IT IS OCTOBER 2010 AND I AM IN THE KITCHEN OF AN OLD HOUSE IN SUSSEX. FROM THE KITCHEN, A DOOR LEADS TO THE HALLWAY. SUDDENLY THE DOOR BEGINS TO SWAY FROM SIDE TO SIDE. AT FIRST, I THINK NOTHING OF IT AND PUT IT DOWN TO A BREEZE FROM ANOTHER ROOM. BUT THEN THE SWAYING BECAME MORE DELIBERATE, AS IF A PRESENCE WERE TRYING TO COMMUNICATE FROM AFAR. THE DOOR MOVES TO ONE END, PAUSES FOR A SECOND, AND THEN PROCEEDS TO RETURN TO THE OTHER SIDE. TO AND FRO IT MOVES, UNTIL SUDDENLY, AND WITHOUT WARNING, IT STOPS. AS I STAND TO INVESTIGATE, AN IRIDESCENT LIGHT FILLS THE HALLWAY, AND A TALL SILHOUETTE CLAD IN BLACK SLOWLY CROSSES THE LANDING BEFORE DISAPPEARING INTO THE BRICK WALL. IN RESPONSE, THE SKIN ON MY BODY BECOMES CLAMMY WITH ANXIETY, WHILE THE HAIRS BEGINNING AT THE BASE OF MY HEAD AND EXTENDING TO THE LOWER REACH OF MY NECK RECOIL, AS IF THEY HAD GRASPED SOME KIND OF HORROR THAT I WAS STILL IN THE PROCESS OF EXPERIENCING. ONE MINUTE LATER, I AM ON THE STREET.

DATA PROVIDED:
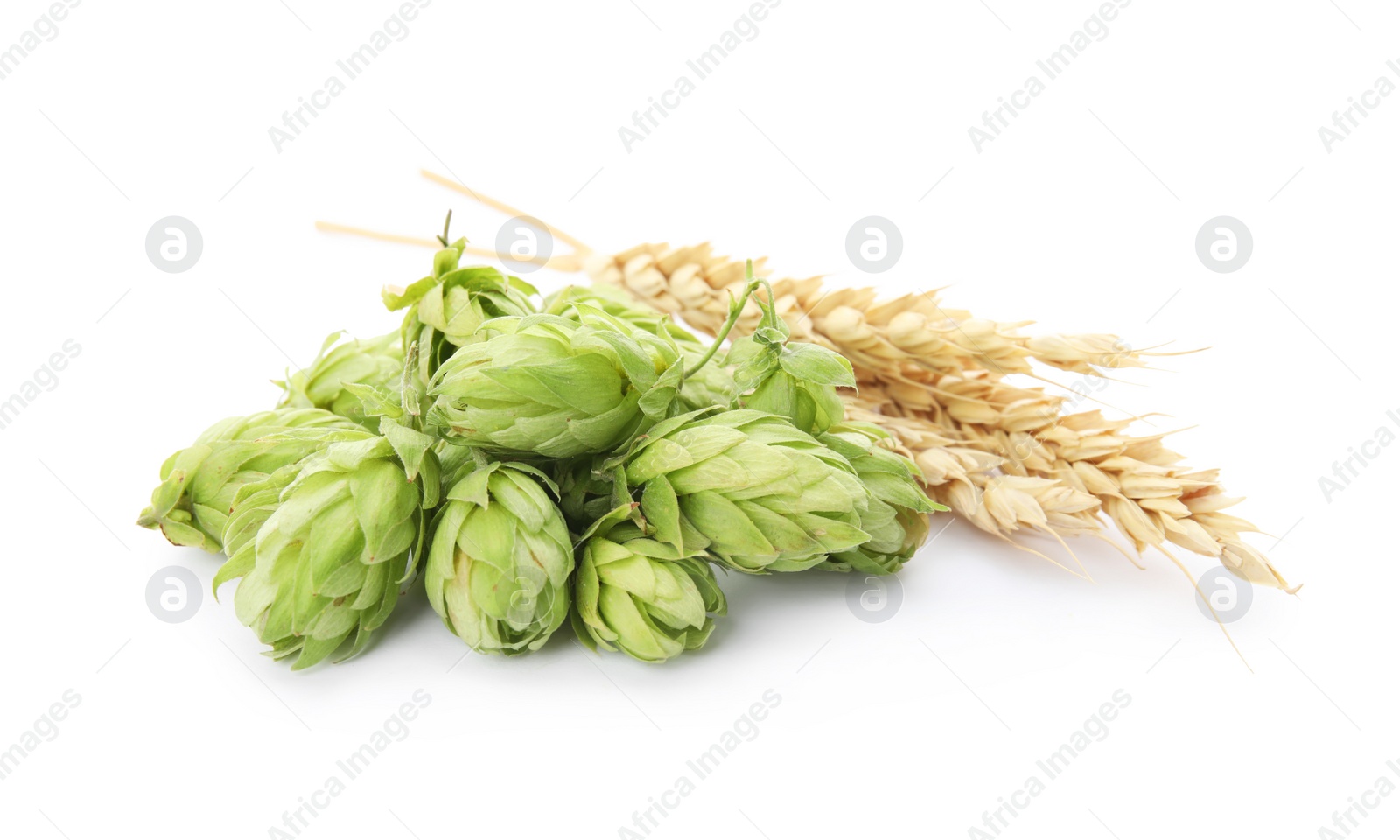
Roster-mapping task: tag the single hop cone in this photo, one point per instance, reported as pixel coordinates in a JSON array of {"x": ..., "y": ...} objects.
[
  {"x": 500, "y": 559},
  {"x": 447, "y": 307},
  {"x": 640, "y": 595},
  {"x": 332, "y": 552},
  {"x": 198, "y": 485},
  {"x": 751, "y": 489},
  {"x": 898, "y": 513},
  {"x": 711, "y": 385},
  {"x": 322, "y": 385},
  {"x": 550, "y": 387}
]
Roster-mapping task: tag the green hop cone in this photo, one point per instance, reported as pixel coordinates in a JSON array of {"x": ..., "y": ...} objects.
[
  {"x": 499, "y": 566},
  {"x": 898, "y": 513},
  {"x": 200, "y": 483},
  {"x": 331, "y": 552},
  {"x": 793, "y": 380},
  {"x": 640, "y": 595},
  {"x": 322, "y": 385},
  {"x": 710, "y": 385},
  {"x": 447, "y": 307},
  {"x": 550, "y": 387},
  {"x": 751, "y": 489}
]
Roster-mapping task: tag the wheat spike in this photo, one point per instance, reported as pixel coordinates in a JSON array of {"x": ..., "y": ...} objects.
[{"x": 1004, "y": 457}]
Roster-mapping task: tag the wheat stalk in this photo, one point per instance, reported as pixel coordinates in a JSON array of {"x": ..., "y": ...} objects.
[
  {"x": 1007, "y": 458},
  {"x": 1001, "y": 455}
]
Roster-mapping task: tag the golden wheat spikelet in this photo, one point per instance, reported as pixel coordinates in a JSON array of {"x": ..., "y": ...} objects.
[{"x": 1003, "y": 457}]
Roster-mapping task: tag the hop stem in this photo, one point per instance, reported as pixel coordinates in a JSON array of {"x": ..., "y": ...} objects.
[{"x": 735, "y": 310}]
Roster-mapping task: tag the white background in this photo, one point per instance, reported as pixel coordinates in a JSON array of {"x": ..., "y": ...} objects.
[{"x": 1082, "y": 216}]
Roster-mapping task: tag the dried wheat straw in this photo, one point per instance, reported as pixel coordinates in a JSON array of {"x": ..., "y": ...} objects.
[{"x": 1001, "y": 455}]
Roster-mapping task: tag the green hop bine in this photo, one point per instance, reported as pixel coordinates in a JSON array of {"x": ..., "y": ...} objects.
[
  {"x": 793, "y": 380},
  {"x": 331, "y": 552},
  {"x": 751, "y": 489},
  {"x": 500, "y": 559},
  {"x": 198, "y": 485},
  {"x": 640, "y": 595},
  {"x": 447, "y": 307},
  {"x": 704, "y": 387},
  {"x": 553, "y": 387},
  {"x": 322, "y": 385},
  {"x": 898, "y": 513}
]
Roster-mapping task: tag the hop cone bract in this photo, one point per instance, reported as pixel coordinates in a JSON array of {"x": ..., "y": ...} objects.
[{"x": 499, "y": 566}]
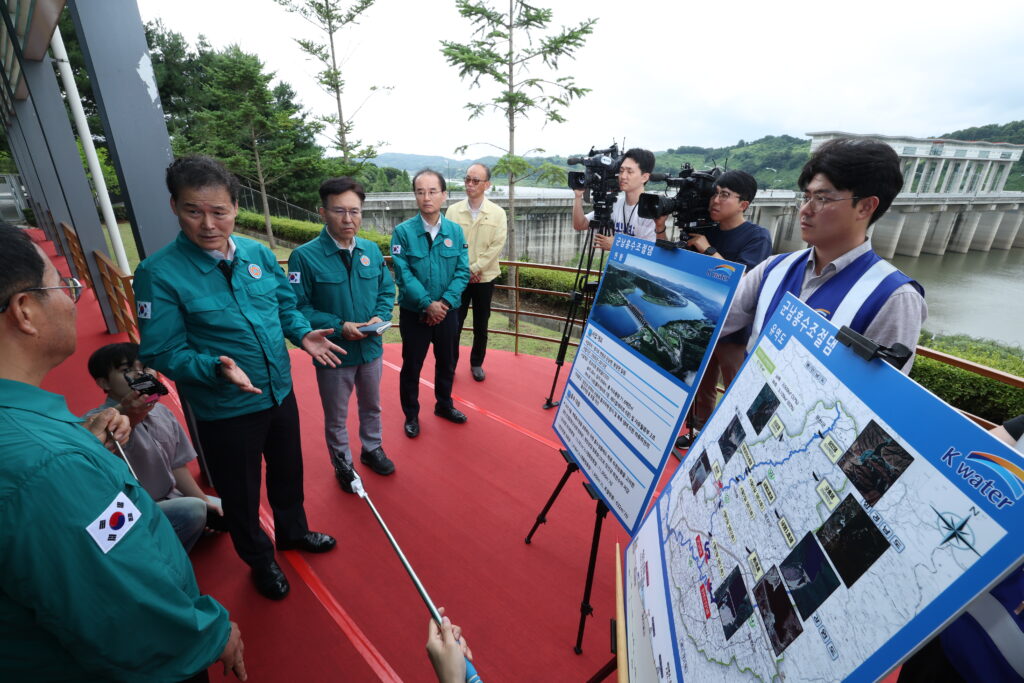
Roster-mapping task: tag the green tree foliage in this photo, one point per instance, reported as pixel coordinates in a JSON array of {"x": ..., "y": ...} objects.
[
  {"x": 993, "y": 132},
  {"x": 509, "y": 48},
  {"x": 257, "y": 132},
  {"x": 331, "y": 17}
]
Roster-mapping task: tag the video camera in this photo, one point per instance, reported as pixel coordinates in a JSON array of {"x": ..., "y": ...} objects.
[
  {"x": 599, "y": 179},
  {"x": 146, "y": 384},
  {"x": 689, "y": 206}
]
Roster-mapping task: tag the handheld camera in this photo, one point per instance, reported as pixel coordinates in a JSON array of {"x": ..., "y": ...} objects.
[
  {"x": 599, "y": 180},
  {"x": 689, "y": 206}
]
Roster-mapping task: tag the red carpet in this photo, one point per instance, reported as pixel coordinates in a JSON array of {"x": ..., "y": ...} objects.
[{"x": 460, "y": 505}]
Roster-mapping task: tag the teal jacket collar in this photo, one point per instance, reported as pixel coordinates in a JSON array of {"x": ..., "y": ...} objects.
[{"x": 27, "y": 397}]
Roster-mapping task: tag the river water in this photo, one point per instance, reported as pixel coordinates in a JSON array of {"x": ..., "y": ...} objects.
[{"x": 979, "y": 293}]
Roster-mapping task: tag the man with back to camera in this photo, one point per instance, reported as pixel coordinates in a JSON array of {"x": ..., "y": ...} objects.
[
  {"x": 431, "y": 267},
  {"x": 848, "y": 184},
  {"x": 96, "y": 586},
  {"x": 634, "y": 173},
  {"x": 342, "y": 282},
  {"x": 485, "y": 227},
  {"x": 213, "y": 312},
  {"x": 735, "y": 240}
]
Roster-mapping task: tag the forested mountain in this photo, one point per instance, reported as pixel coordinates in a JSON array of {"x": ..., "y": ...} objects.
[{"x": 774, "y": 161}]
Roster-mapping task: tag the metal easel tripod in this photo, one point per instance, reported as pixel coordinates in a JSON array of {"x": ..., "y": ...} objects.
[
  {"x": 584, "y": 289},
  {"x": 600, "y": 512}
]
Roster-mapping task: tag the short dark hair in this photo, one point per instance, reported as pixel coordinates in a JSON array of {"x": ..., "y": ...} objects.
[
  {"x": 109, "y": 357},
  {"x": 201, "y": 171},
  {"x": 741, "y": 182},
  {"x": 20, "y": 264},
  {"x": 425, "y": 171},
  {"x": 864, "y": 167},
  {"x": 643, "y": 158},
  {"x": 340, "y": 186},
  {"x": 486, "y": 169}
]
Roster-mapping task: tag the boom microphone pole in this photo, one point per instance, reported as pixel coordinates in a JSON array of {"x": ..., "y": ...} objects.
[{"x": 471, "y": 675}]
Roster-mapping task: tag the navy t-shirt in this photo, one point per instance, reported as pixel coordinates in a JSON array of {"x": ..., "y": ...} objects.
[{"x": 748, "y": 244}]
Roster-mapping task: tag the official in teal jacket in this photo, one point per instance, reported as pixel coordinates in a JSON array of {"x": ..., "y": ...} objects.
[
  {"x": 431, "y": 266},
  {"x": 213, "y": 313},
  {"x": 342, "y": 282},
  {"x": 96, "y": 586}
]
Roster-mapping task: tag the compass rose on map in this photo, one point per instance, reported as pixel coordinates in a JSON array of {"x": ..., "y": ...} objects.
[{"x": 955, "y": 530}]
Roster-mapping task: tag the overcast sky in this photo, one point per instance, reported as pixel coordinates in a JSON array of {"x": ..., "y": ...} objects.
[{"x": 663, "y": 74}]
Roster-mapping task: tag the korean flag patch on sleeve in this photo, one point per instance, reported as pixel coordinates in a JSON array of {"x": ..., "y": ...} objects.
[{"x": 115, "y": 522}]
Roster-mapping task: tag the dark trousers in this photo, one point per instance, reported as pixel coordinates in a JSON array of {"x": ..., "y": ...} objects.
[
  {"x": 417, "y": 337},
  {"x": 479, "y": 295},
  {"x": 235, "y": 450}
]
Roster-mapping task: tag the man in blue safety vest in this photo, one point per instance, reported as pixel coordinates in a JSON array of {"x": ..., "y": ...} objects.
[{"x": 847, "y": 185}]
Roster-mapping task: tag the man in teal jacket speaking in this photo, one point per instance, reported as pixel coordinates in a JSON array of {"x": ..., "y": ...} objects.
[
  {"x": 96, "y": 585},
  {"x": 213, "y": 312},
  {"x": 431, "y": 266},
  {"x": 342, "y": 282}
]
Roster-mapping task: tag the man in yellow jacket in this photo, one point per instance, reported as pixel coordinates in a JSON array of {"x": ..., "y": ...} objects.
[{"x": 485, "y": 228}]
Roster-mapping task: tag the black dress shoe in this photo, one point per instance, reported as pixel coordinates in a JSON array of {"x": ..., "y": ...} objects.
[
  {"x": 377, "y": 461},
  {"x": 345, "y": 475},
  {"x": 451, "y": 414},
  {"x": 270, "y": 581},
  {"x": 312, "y": 542}
]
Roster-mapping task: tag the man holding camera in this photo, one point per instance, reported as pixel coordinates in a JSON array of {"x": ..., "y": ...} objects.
[
  {"x": 634, "y": 172},
  {"x": 431, "y": 266},
  {"x": 737, "y": 240},
  {"x": 848, "y": 184},
  {"x": 159, "y": 450},
  {"x": 486, "y": 228},
  {"x": 341, "y": 282}
]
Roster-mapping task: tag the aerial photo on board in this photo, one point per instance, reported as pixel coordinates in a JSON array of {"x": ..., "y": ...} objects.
[{"x": 670, "y": 322}]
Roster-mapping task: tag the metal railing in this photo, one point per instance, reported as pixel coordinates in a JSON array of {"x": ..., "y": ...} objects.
[
  {"x": 250, "y": 200},
  {"x": 120, "y": 294},
  {"x": 77, "y": 255}
]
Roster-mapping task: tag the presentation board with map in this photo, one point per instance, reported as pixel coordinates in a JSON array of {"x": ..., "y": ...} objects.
[
  {"x": 656, "y": 315},
  {"x": 832, "y": 516}
]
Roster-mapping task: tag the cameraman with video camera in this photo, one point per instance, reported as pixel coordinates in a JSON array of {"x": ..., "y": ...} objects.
[
  {"x": 737, "y": 240},
  {"x": 634, "y": 173}
]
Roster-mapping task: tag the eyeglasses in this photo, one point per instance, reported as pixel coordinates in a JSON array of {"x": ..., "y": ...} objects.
[
  {"x": 819, "y": 200},
  {"x": 341, "y": 213},
  {"x": 71, "y": 284}
]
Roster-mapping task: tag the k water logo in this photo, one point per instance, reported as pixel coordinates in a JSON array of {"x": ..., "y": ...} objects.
[{"x": 977, "y": 468}]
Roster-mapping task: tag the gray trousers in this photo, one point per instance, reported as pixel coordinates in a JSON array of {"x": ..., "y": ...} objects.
[{"x": 336, "y": 386}]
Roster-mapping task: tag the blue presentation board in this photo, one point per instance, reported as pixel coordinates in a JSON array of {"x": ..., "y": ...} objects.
[
  {"x": 832, "y": 516},
  {"x": 654, "y": 321}
]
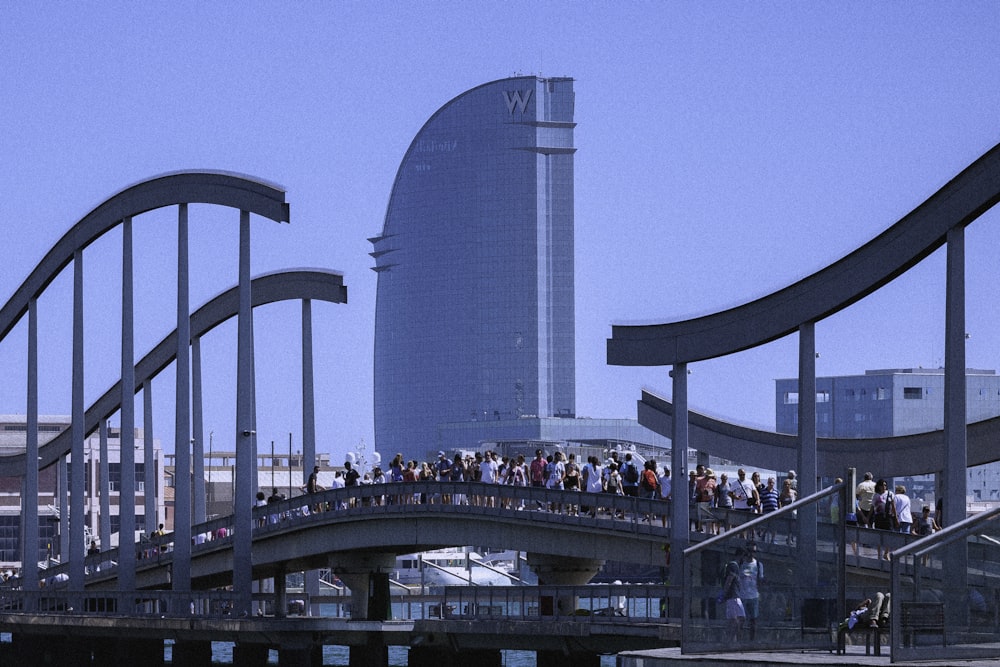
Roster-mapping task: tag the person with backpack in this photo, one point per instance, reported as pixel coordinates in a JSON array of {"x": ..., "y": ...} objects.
[
  {"x": 630, "y": 477},
  {"x": 883, "y": 512},
  {"x": 649, "y": 483}
]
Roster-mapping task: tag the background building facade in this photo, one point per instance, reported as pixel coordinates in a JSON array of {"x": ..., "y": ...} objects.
[
  {"x": 475, "y": 304},
  {"x": 884, "y": 403},
  {"x": 893, "y": 402}
]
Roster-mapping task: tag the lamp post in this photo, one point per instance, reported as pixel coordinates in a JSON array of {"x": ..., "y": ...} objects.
[{"x": 211, "y": 491}]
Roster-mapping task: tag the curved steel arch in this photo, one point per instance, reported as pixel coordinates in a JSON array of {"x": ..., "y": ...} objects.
[
  {"x": 316, "y": 284},
  {"x": 967, "y": 196},
  {"x": 189, "y": 187},
  {"x": 917, "y": 454}
]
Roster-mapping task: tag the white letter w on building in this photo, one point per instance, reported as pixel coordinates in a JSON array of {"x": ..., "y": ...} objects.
[{"x": 514, "y": 99}]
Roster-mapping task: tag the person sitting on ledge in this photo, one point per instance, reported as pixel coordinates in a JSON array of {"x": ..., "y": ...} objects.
[{"x": 869, "y": 614}]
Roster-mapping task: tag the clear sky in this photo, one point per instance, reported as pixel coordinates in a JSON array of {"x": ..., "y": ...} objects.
[{"x": 724, "y": 151}]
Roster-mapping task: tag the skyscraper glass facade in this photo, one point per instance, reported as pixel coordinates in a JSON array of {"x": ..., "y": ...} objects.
[{"x": 475, "y": 303}]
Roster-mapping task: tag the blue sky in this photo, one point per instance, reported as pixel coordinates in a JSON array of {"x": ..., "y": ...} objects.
[{"x": 724, "y": 151}]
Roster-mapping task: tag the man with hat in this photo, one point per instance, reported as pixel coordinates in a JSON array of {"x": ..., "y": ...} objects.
[{"x": 443, "y": 469}]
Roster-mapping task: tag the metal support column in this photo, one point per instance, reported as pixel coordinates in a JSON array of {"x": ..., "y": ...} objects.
[
  {"x": 680, "y": 535},
  {"x": 246, "y": 456},
  {"x": 29, "y": 500},
  {"x": 77, "y": 483},
  {"x": 151, "y": 485},
  {"x": 181, "y": 578},
  {"x": 956, "y": 458},
  {"x": 126, "y": 498},
  {"x": 807, "y": 460},
  {"x": 308, "y": 429},
  {"x": 198, "y": 433},
  {"x": 104, "y": 488}
]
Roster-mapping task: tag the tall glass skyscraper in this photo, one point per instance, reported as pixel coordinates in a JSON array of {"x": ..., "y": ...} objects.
[{"x": 475, "y": 305}]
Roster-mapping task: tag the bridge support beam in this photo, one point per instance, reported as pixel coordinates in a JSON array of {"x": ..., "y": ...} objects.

EXERCISE DIRECTIONS: Set down the entire account of the swaying kitchen door, reproducing it word for word. Work from the account of the swaying kitchen door alone, without drawing on the listing.

TASK SOLUTION:
IT IS OCTOBER 2010 AND I AM IN THE KITCHEN OF AN OLD HOUSE IN SUSSEX. FROM THE KITCHEN, A DOOR LEADS TO THE HALLWAY. SUDDENLY THE DOOR BEGINS TO SWAY FROM SIDE TO SIDE. AT FIRST, I THINK NOTHING OF IT AND PUT IT DOWN TO A BREEZE FROM ANOTHER ROOM. BUT THEN THE SWAYING BECAME MORE DELIBERATE, AS IF A PRESENCE WERE TRYING TO COMMUNICATE FROM AFAR. THE DOOR MOVES TO ONE END, PAUSES FOR A SECOND, AND THEN PROCEEDS TO RETURN TO THE OTHER SIDE. TO AND FRO IT MOVES, UNTIL SUDDENLY, AND WITHOUT WARNING, IT STOPS. AS I STAND TO INVESTIGATE, AN IRIDESCENT LIGHT FILLS THE HALLWAY, AND A TALL SILHOUETTE CLAD IN BLACK SLOWLY CROSSES THE LANDING BEFORE DISAPPEARING INTO THE BRICK WALL. IN RESPONSE, THE SKIN ON MY BODY BECOMES CLAMMY WITH ANXIETY, WHILE THE HAIRS BEGINNING AT THE BASE OF MY HEAD AND EXTENDING TO THE LOWER REACH OF MY NECK RECOIL, AS IF THEY HAD GRASPED SOME KIND OF HORROR THAT I WAS STILL IN THE PROCESS OF EXPERIENCING. ONE MINUTE LATER, I AM ON THE STREET.